### Stated task 1
Decide whether each statement below agrees with the page extract about IBM and the Blue Waters contract, answering yes or no and quoting the deciding words: (a) IBM ended its contract with NCSA for the Blue Waters system. (b) The Blue Waters system was already online. (c) According to the actual language quoted, NCSA and IBM agreed on a plan for the path forward.
### Stated task 2
Write down the page extract about IBM and the Blue Waters contract from "1. Re:Translation by" up to and including "the path forward.".
### Stated task 3
Continue the page extract about IBM and the Blue Waters contract, beginning after its last sentence.

### Page extract

An anonymous reader writes "IBM has terminated its contract with NCSA for the petascale Blue Waters system that was expected to go online in the next year. The reason stated was that NCSA found IBM's technology 'was more complex and required significantly increased financial and technical support by IBM beyond its original expectations.' The IT community is now wondering if NCSA will be renting out space in the new data center that is being built to house Blue Waters or if they will go with another vendor."

10 of 76 comments (clear)

  1. Translation by andydread · · Score: 2, Insightful

    The reason stated was that NCSA found IBM's technology 'was more complex and required significantly increased financial and technical support by IBM beyond its original expectations.'

    Translation: NCSA found that IBM was trying to lock them in with ultra proprietary technology that would have required IBM's expensive services for the life of the installation.

    1. Re:Translation by Anonymous Coward · · Score: 2, Informative

      The reason stated was that NCSA found IBM's technology 'was more complex and required significantly increased financial and technical support by IBM beyond its original expectations.'

      As usual the /. summary is misleading at best. The actual language used was:

      The innovative technology that IBM ultimately developed was more complex and required significantly increased financial and technical support by IBM beyond its original expectations. NCSA and IBM worked closely on various proposals to retain IBM's participation in the project but could not come to a mutually agreed-on plan concerning the path forward.

### Data block

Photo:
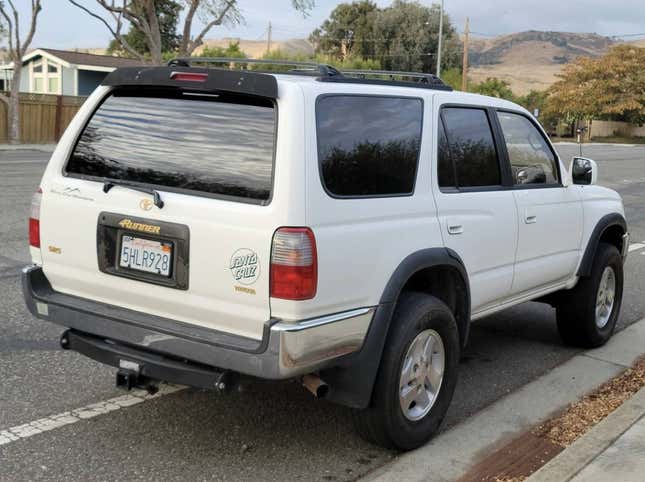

### Task output 1
(a) Yes: "IBM has terminated its contract with NCSA for the petascale Blue Waters system"
(b) No: "that was expected to go online in the next year"
(c) No: "could not come to a mutually agreed-on plan concerning the path forward"

### Task output 2
1. Re:Translation by Anonymous Coward · · Score: 2, Informative

      The reason stated was that NCSA found IBM's technology 'was more complex and required significantly increased financial and technical support by IBM beyond its original expectations.'

      As usual the /. summary is misleading at best. The actual language used was:

      The innovative technology that IBM ultimately developed was more complex and required significantly increased financial and technical support by IBM beyond its original expectations. NCSA and IBM worked closely on various proposals to retain IBM's participation in the project but could not come to a mutually agreed-on plan concerning the path forward.

### Task output 3
      Other tidbits from the real press release are that IBM terminated the contract, not NCSA, IBM is refunding the money paid to date, and NCSA is giving back the hardware delivered to date.

      Translation:
      NCSA found that IBM was trying to lock them in with ultra proprietary technology that would have required IBM's expensive services for the life of the installation.

      That's a really dumb translation. Nobody expects a supercomputer to be commodity hardware. Just the opposite, as there is no such thing as a commodity supercomputer. Especially this kind of supercomputer, built in part to attain new performance records. When you buy something like that, you thoroughly expect vendor lock-in, expensive services, etc. There's only two or three vendors you can buy it from, and they're all going to be doing a lot of custom engineering for you, so proprietary is by definition what you're buying.

      The real translation here is: IBM realized there was no way to deliver on the original contract without taking a huge loss, and tried to negotiate with NCSA for more budget, or maybe reduced system capability, but NCSA couldn't or wouldn't do that. (Probably couldn't, I doubt they can just scare up more money at the drop of a hat. As for backing off, when your project was funded to build a "petascale" computer, you're pretty committed to delivering a petaflop, so scaling back capabilities was probably not an option.)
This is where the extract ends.